_PROBLEM STATEMENT_.
Please edit the data below so that every occurrence of "innermost point" becomes "center point", with nothing else changed.

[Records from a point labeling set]
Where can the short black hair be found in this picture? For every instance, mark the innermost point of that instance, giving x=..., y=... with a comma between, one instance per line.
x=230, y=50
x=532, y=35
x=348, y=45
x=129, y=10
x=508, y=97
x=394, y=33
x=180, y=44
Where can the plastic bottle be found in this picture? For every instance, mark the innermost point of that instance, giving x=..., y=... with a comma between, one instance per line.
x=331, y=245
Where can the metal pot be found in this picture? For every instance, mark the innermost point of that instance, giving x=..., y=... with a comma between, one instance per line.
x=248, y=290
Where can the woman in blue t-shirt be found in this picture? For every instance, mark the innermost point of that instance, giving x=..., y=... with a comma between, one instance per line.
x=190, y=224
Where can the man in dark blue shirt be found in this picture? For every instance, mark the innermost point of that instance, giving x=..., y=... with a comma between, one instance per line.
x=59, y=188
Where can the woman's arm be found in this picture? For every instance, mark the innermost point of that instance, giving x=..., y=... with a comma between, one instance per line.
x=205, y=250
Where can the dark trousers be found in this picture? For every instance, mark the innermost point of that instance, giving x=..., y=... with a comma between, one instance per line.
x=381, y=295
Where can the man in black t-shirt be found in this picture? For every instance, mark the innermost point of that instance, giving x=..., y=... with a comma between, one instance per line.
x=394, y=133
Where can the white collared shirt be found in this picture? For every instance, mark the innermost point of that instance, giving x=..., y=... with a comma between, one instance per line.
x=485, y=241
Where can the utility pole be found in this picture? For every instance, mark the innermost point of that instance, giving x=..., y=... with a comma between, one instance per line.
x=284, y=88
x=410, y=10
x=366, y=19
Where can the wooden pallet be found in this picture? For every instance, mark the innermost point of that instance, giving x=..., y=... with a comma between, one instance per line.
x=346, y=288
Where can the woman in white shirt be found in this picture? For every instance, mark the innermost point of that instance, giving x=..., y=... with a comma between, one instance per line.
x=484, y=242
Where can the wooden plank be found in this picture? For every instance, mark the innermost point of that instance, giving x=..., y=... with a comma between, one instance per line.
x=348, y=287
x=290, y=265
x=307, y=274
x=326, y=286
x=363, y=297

_COMPLETED EXERCISE_.
Where can the short black hair be found in this picture? For every instance, mark the center point of that instance, giving x=..., y=... with a comma between, one instance per line.
x=230, y=50
x=532, y=35
x=348, y=45
x=129, y=10
x=508, y=97
x=394, y=33
x=180, y=44
Where can the plastic bottle be found in this picture? For every instance, mark the center point of that instance, giving x=..., y=... with a comma between, one instance per line.
x=331, y=245
Where can the metal pot be found in this picture? For every instance, mark the center point of that instance, giving x=..., y=... with a comma between, one instance per line.
x=248, y=290
Where can the woman in blue t-shirt be found in this picture? For every instance, mark the center point of that instance, giving x=..., y=... with a comma between, one instance per line.
x=190, y=224
Where can the man in dark blue shirt be found in this picture? For every instance, mark the center point of that instance, giving x=..., y=... with a comma between, one instance per line.
x=59, y=188
Where can the woman's arm be found in this picture? For every instance, mark the center point of that instance, giving x=..., y=... with a comma between, one instance per line.
x=205, y=250
Where can the dark trousers be found in this picture? For every instance, mark the center point of that instance, giving x=..., y=... with a comma between, one instance per line.
x=381, y=295
Where can the man in black t-shirt be found in this picture? For every instance, mark the center point of that instance, giving x=..., y=... with a comma between, one instance per line.
x=394, y=133
Where can the white collared shirt be found in this picture? For every instance, mark the center point of that instance, giving x=..., y=... with a comma between, one instance per line.
x=485, y=241
Where can the utility pole be found in this picture? For every instance, mark the center point of that instance, giving x=..., y=... with a comma between, one instance per line.
x=284, y=88
x=410, y=10
x=366, y=19
Where can the wooden pallet be found in this picture? For every instance, mark the center point of that instance, giving x=..., y=... with a comma between, one instance per line.
x=346, y=288
Where can the woman in white shirt be found in this picture? For every instance, mark the center point of that instance, giving x=..., y=... with a comma between, one instance per line.
x=484, y=242
Where can the wooden plank be found in this picture? For every instance, mark the center point of that instance, giving x=..., y=... with a comma between, one instance per line.
x=348, y=287
x=290, y=265
x=307, y=274
x=326, y=286
x=363, y=297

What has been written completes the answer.